*WHAT NEEDS TO BE DONE*
Across the records below, how many lines include the word "pointer"? State only the number.

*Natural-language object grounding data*

============================================================

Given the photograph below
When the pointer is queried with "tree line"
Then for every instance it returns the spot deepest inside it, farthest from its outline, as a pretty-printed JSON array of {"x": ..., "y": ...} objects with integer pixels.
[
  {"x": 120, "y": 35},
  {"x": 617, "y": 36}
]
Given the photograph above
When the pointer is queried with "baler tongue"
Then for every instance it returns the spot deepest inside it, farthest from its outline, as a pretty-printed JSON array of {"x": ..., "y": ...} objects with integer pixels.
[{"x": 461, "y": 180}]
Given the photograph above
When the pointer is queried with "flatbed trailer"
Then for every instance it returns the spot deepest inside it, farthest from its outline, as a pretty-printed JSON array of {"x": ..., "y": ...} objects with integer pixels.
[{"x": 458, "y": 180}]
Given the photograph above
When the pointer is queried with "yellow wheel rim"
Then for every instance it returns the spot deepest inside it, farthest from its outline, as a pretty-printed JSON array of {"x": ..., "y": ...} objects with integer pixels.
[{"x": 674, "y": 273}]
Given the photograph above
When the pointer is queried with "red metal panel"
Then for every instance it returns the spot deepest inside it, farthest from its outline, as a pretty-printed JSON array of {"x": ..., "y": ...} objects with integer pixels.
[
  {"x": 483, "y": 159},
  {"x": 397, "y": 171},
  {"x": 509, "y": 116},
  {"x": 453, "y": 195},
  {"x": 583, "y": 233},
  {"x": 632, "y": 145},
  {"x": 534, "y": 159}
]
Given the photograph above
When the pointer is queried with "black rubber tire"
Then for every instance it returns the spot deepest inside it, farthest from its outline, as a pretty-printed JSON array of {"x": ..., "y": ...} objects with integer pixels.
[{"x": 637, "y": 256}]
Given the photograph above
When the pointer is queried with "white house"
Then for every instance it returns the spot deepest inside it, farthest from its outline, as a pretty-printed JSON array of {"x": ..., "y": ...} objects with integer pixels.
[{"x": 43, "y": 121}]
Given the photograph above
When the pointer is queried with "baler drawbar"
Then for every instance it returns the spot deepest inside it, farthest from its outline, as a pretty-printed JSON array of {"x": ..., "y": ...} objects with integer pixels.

============================================================

*ANSWER BOX*
8